• **WHAT YOU ARE ASKED TO DO**
Please give back, word for word, each line from the start of the entries through the one in which "Point to the concrete" is found.

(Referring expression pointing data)
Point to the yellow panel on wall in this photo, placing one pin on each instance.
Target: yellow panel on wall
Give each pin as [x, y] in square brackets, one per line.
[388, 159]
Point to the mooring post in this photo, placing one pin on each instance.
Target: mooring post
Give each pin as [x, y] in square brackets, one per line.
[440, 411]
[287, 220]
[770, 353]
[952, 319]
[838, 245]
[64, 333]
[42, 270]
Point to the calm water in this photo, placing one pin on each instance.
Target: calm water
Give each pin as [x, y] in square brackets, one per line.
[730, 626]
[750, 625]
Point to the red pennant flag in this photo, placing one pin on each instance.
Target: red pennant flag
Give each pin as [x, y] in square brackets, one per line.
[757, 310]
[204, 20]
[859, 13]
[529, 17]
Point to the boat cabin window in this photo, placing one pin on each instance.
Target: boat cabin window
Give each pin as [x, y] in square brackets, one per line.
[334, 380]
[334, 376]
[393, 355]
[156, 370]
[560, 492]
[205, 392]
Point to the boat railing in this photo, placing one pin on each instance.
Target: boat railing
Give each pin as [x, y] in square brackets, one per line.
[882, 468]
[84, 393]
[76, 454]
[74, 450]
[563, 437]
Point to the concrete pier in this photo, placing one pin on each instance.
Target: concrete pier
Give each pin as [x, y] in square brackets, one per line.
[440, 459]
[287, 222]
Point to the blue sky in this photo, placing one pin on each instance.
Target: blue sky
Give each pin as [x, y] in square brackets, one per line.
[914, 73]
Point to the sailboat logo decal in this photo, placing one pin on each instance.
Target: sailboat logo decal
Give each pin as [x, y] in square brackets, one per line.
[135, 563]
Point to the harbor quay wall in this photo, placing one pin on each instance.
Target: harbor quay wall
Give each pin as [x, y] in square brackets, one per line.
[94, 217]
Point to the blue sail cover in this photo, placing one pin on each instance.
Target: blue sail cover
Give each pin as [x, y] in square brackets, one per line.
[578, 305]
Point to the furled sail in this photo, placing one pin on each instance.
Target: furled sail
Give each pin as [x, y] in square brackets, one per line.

• **WRITTEN SOLUTION**
Point to the yellow panel on wall in this photo, placing one pin on each instance.
Target: yellow panel on wall
Give each pin as [x, y] in square brackets, one per line.
[388, 159]
Point to the mooring post in this photo, placing one pin on each instance.
Target: mooring post
Give each pin as [x, y] in square brackets, one per line.
[440, 411]
[287, 220]
[770, 353]
[952, 319]
[838, 245]
[64, 333]
[42, 270]
Point to the calm water in this photo, placing one pin on each instance.
Target: calm water
Give each pin as [x, y] in square brackets, one per line.
[730, 626]
[750, 625]
Point to the red pennant flag in this photo, placing one pin on each instance.
Target: red pennant flag
Give each pin as [x, y] in square brackets, one per line.
[757, 310]
[204, 20]
[859, 13]
[529, 17]
Point to the boat cabin window in this photo, placing one pin on each instance.
Target: boat cabin window
Give each pin as [x, y] in square brackets, one per line.
[334, 380]
[334, 376]
[393, 355]
[156, 370]
[560, 492]
[205, 392]
Point to the boat railing in this photo, placing one pin on each instance.
Target: boat railing
Give each pin as [x, y] in square brackets, one per line.
[882, 468]
[84, 393]
[76, 454]
[74, 450]
[563, 437]
Point to the concrete pier in this photo, placing one pin on each instance.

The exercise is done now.